Work to complete ::
Copy everything from the start of the listing down to the line containing "(1107, 185)", swapping "Return value" for "Output" and changing nothing else. Give back only those lines.

Data excerpts ::
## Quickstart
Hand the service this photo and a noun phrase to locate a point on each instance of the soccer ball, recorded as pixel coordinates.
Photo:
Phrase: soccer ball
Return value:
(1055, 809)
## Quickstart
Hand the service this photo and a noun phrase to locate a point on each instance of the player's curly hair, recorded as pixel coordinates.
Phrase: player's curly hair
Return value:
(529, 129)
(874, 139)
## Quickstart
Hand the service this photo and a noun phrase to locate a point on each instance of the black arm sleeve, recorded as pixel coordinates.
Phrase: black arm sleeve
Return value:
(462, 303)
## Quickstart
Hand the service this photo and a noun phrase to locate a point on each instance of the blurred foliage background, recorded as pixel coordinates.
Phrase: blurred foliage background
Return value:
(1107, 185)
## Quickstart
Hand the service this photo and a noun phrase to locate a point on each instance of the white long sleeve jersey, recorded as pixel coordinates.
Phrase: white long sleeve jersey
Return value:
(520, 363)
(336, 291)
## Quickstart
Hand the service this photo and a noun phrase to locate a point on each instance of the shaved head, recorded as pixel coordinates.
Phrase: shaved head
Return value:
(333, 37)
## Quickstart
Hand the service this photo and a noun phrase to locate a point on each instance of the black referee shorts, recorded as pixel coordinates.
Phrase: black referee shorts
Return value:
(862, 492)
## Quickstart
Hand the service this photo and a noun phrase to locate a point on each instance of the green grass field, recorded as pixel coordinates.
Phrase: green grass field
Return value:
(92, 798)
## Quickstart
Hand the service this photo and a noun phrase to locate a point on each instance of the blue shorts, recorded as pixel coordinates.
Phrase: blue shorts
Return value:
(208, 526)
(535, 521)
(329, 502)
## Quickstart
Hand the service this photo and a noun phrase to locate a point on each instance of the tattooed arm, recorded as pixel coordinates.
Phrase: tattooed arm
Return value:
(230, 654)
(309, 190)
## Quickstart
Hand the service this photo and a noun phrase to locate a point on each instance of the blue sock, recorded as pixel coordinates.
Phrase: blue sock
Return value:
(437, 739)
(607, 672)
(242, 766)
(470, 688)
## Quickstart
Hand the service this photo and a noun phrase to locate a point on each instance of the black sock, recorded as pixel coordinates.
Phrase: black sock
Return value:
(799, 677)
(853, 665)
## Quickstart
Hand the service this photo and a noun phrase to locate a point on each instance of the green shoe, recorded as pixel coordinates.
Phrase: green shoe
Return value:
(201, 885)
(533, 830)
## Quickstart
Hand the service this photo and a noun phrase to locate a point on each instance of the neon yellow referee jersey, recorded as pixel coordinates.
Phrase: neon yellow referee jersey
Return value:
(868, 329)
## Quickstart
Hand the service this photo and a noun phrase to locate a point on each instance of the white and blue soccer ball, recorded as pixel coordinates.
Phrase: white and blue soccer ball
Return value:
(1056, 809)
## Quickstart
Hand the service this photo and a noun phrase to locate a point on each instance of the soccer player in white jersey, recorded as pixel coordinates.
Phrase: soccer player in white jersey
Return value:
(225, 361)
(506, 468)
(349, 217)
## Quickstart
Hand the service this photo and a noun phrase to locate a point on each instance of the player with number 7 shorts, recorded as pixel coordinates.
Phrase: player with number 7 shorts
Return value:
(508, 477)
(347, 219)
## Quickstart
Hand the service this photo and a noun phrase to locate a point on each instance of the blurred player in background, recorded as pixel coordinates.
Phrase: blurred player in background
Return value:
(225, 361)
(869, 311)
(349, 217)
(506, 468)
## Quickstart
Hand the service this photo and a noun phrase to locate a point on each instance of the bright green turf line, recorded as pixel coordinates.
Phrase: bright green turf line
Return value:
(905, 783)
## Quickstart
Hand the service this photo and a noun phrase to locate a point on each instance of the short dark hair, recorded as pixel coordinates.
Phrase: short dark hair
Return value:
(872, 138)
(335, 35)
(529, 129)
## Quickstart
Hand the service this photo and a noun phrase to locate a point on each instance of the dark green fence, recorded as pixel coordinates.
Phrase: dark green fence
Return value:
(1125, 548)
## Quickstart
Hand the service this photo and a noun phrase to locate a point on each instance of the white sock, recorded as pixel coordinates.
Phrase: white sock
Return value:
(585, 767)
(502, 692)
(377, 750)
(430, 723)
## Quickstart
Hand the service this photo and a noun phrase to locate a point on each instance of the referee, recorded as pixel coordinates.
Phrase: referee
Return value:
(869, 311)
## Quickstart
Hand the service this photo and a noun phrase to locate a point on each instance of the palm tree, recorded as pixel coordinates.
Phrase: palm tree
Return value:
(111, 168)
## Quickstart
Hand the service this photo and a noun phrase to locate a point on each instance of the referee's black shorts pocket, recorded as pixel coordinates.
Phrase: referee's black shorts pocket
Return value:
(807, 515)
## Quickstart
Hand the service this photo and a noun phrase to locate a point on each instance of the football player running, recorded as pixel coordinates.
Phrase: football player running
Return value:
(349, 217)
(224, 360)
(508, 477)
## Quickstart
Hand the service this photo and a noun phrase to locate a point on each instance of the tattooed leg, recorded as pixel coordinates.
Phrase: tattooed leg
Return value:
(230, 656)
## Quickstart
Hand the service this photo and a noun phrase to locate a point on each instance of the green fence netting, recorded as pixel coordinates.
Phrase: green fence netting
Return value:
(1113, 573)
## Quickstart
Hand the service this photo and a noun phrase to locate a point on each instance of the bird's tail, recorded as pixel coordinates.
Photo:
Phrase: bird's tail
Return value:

Written answer ::
## Quickstart
Hand the service this photo and a noun phrase to locate a point on each instance of the soccer ball, recorded as pixel coordinates.
Photo:
Phrase: soccer ball
Output:
(1055, 809)
## Quickstart
Hand the service this photo and a noun phrase to locate a point on each instance of the player's curly hair, recorded as pixel coordinates.
Phrase: player's curly hair
Output:
(529, 129)
(874, 139)
## Quickstart
Hand the service this photo and a noun phrase to locate a point on each instance of the black arm sleeve, recorded as pixel coordinates.
Phrase: black arm sleeve
Output:
(462, 303)
## Quickstart
Hand the service this photo and a noun phrase to locate a point on each instance of the blurred foliage background, recorded as pixel coordinates.
Phrase: blurred foliage background
Output:
(1107, 185)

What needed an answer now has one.